Task description :: The answer must be an exact transcription of all the records below.
◇ ◇ ◇ ◇ ◇ ◇ ◇
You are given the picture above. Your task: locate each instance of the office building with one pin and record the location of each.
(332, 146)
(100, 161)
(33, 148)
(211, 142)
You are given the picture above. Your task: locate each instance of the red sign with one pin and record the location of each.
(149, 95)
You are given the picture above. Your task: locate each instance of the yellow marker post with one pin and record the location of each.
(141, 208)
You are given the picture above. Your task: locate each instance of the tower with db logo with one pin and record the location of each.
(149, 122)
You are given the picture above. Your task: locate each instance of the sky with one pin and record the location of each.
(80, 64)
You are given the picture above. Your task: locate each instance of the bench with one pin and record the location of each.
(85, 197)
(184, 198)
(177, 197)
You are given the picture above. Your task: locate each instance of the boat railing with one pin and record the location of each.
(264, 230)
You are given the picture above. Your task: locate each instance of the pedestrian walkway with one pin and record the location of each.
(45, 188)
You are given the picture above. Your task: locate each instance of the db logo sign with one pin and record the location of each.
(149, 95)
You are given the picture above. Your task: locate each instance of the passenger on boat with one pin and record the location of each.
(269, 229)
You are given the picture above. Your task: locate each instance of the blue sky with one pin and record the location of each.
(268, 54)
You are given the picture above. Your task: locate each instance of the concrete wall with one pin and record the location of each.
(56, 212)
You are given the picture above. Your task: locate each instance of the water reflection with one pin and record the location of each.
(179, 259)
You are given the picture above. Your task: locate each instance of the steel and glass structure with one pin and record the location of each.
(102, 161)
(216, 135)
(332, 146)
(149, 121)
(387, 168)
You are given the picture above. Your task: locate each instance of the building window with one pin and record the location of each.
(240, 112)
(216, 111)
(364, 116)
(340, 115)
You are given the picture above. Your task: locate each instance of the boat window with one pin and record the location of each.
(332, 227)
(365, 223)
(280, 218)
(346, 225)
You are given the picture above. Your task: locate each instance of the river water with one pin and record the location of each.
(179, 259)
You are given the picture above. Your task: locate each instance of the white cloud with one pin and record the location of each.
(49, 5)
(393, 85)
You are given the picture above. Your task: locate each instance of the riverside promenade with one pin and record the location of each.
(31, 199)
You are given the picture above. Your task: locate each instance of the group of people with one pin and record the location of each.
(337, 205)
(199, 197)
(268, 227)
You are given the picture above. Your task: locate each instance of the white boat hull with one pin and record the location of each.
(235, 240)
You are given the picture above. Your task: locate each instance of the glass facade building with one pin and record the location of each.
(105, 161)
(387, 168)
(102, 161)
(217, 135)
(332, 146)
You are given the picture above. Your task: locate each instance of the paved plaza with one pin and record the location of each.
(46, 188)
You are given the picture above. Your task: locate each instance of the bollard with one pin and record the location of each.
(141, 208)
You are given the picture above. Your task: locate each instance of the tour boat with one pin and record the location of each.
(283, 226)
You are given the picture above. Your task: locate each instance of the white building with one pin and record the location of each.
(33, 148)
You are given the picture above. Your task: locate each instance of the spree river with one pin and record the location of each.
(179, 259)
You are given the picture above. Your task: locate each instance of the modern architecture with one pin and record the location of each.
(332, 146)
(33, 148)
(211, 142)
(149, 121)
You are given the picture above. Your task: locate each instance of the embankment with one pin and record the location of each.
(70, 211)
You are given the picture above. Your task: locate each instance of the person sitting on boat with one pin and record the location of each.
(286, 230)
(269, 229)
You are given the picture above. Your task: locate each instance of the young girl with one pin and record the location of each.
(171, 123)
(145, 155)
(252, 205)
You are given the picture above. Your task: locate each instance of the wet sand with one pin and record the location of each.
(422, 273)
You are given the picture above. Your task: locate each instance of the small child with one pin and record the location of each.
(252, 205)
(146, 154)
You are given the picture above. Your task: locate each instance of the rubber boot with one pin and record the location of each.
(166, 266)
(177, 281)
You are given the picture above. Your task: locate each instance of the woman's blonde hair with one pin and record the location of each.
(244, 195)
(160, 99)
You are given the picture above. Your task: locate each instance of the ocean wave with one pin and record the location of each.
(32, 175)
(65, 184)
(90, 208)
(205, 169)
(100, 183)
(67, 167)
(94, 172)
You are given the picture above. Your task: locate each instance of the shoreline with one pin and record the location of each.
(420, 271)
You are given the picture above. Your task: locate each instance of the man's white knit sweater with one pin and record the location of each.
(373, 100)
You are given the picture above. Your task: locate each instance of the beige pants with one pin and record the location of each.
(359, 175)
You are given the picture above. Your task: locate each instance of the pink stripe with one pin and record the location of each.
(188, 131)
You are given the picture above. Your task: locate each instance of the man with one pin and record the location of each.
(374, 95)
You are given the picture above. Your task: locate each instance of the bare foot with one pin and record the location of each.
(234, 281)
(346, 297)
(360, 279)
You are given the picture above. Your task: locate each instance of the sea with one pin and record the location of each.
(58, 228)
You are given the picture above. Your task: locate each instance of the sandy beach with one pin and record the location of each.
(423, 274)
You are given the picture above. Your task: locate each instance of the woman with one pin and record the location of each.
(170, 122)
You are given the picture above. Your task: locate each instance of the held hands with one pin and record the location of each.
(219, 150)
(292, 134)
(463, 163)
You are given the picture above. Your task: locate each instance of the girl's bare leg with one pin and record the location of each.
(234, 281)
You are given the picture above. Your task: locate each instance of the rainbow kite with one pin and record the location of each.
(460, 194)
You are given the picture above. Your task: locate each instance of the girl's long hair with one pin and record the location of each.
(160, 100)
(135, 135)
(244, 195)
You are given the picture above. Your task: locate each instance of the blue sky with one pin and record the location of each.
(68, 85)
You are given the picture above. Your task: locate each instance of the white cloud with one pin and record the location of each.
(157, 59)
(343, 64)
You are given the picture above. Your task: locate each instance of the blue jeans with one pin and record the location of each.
◇ ◇ ◇ ◇ ◇ ◇ ◇
Problem solution ::
You are given the picture above. Your task: locate each instance of the office building with one pin and record the location of each.
(332, 146)
(100, 161)
(33, 148)
(211, 142)
You are given the picture above. Your task: locate each instance of the red sign with one pin and record the location of each.
(149, 95)
You are given the picture above. Your task: locate each instance of the yellow marker post with one pin and record the location of each.
(141, 208)
You are given the picture above. Your task: locate each instance of the tower with db logo with one pin and record the location of each.
(149, 122)
You are given the picture above. Your task: locate each instance of the sky with one pin and record the location of each.
(80, 64)
You are given the picture above. Your task: locate each instance of the bench with one pin and record the location of each.
(85, 197)
(184, 198)
(177, 197)
You are given the picture above. Your task: locate each instance of the boat railing with one pin and record the location of each.
(264, 230)
You are given the picture above. Your task: locate each instance of the pedestrian walkway with one pin and record the location of each.
(45, 188)
You are given the picture above. Your task: locate each instance of the db logo sign with one pin and record the location of each.
(149, 95)
You are given the picture above. Your task: locate each instance of the passenger on boat with one pin and record the location of each.
(269, 229)
You are given the picture above. Your task: locate each instance of the blue sky with one pin and record the location of each.
(268, 54)
You are given the picture above. Your task: locate each instance of the concrete wall with one pin and record the location of each.
(56, 212)
You are given the picture above. Your task: locate each instance of the water reflection with one pin and record the location of each.
(179, 259)
You are given the picture above. Your task: locate each instance of the steel and glass structure with one pin and record the location of each.
(102, 161)
(216, 135)
(332, 146)
(149, 121)
(387, 168)
You are given the picture above. Your task: locate each instance of the building window with one pin and record the location of each.
(240, 112)
(216, 111)
(364, 116)
(340, 115)
You are given the picture above. Your task: locate each instance of the boat window with one pin and record the location of each.
(332, 227)
(365, 223)
(280, 218)
(346, 225)
You are given the picture above. Your task: locate each instance of the river water with one pin and record the location of each.
(179, 259)
You are given the picture above. Your task: locate each instance of the white cloud with one pin and record the location of each.
(49, 5)
(393, 85)
You are given the picture above. Your task: locate each instance of the riverside promenade with one pin and record the location of each.
(31, 199)
You are given the picture above. Your task: locate each instance of the group of people with one pin and record the location of each.
(337, 205)
(199, 197)
(268, 227)
You are given the picture above. Your task: locate each instance of the white boat hull with one pin and record the location of each.
(235, 240)
You are given the picture above. Your task: locate each instance of the glass facade building with one pin and record the location of each.
(105, 161)
(387, 168)
(102, 161)
(217, 135)
(332, 146)
You are given the picture above. Your task: locate each instance of the paved plaza with one pin and record the location of each.
(46, 188)
You are given the picture above. Your task: locate each instance of the bollard with one pin and record the location of each.
(141, 208)
You are given the picture above. Your task: locate each instance of the tour boat with one pin and record the location of each.
(283, 226)
You are given the picture above. Your task: locate each instance of the white building with one pin and record the location of each.
(33, 148)
You are given the picture above. Your task: locate each instance of the spree river with one pin and record the location of each.
(179, 259)
You are given the picture above. Your task: locate each instance of the modern architecture with one pin and record the location of each.
(332, 146)
(33, 148)
(211, 142)
(149, 121)
You are given the picture above. Your task: locate each instance of the embankment with one pin and record the location of each.
(70, 211)
You are given the picture above. Your task: locate each instance of the person sitting on boat with one pin and record the location of each.
(286, 230)
(269, 229)
You are given the picture above. Your task: locate each instance of the young girl with one pin and record the location of each.
(171, 123)
(145, 155)
(252, 205)
You are given the picture above. Your task: locate each instance of the wet sand with one pin and record the location of each.
(422, 273)
You are given the picture above. Your task: locate each instance of the small child with one pin and record the location of each.
(252, 205)
(146, 154)
You are given the picture above. Your task: locate each instance of the rubber boot with one pin and record the location of each.
(166, 266)
(177, 281)
You are given the picture above. Your task: locate each instance of the woman's blonde hair with one pin and record the location of each.
(244, 195)
(160, 99)
You are given the picture above. Your task: locate each instance of the ocean wave with one pin and record the location of each.
(32, 175)
(65, 184)
(90, 208)
(205, 169)
(100, 183)
(67, 167)
(94, 172)
You are given the picture above. Your task: locate each instance of the shoreline with one pin and record the location of each.
(420, 271)
You are given the picture above. Your task: locate each instance of the man's white knit sweater with one pin and record the location of each.
(373, 100)
You are given the picture above. Your task: locate each instance of the beige pants with one pin and record the location of each.
(359, 175)
You are given the picture above. Your task: locate each instance of the pink stripe with one pin and record the location of each.
(188, 131)
You are given the picture above. Your task: locate each instance of the man with one pin and record the location of each.
(374, 95)
You are given the picture above. Your task: locate each instance of the bare foot with one pin and record the location of each.
(234, 281)
(346, 297)
(360, 279)
You are given the picture above. Your task: locate each instance of the sea with one pin and record the location of each.
(58, 228)
You are given the picture above. Your task: locate each instance of the sandy beach with one pin and record the location of each.
(423, 274)
You are given the picture above. Your task: locate each instance of the woman with one pin and record the location of each.
(170, 122)
You are given the picture above. Your task: locate each instance of the held hands with one pin and record the location of each.
(219, 150)
(292, 134)
(463, 163)
You are given the picture above. Your task: locate each instance of the girl's bare leg with one pin and record the location of each.
(234, 281)
You are given the picture above. Your task: locate each instance of the rainbow kite with one pin and record the location of each.
(460, 194)
You are given the picture above. Your task: locate each instance of the girl's long hair with one pin and record the location of each.
(160, 100)
(135, 135)
(244, 195)
You are given the picture above. Your task: locate each instance of the blue sky with one pin and record the location of each.
(68, 85)
You are given the picture above. Your task: locate each instance of the white cloud with one pin and record the location of each.
(157, 59)
(343, 64)
You are given the picture above. Your task: locate each instance of the blue jeans with one pin and record the location of each.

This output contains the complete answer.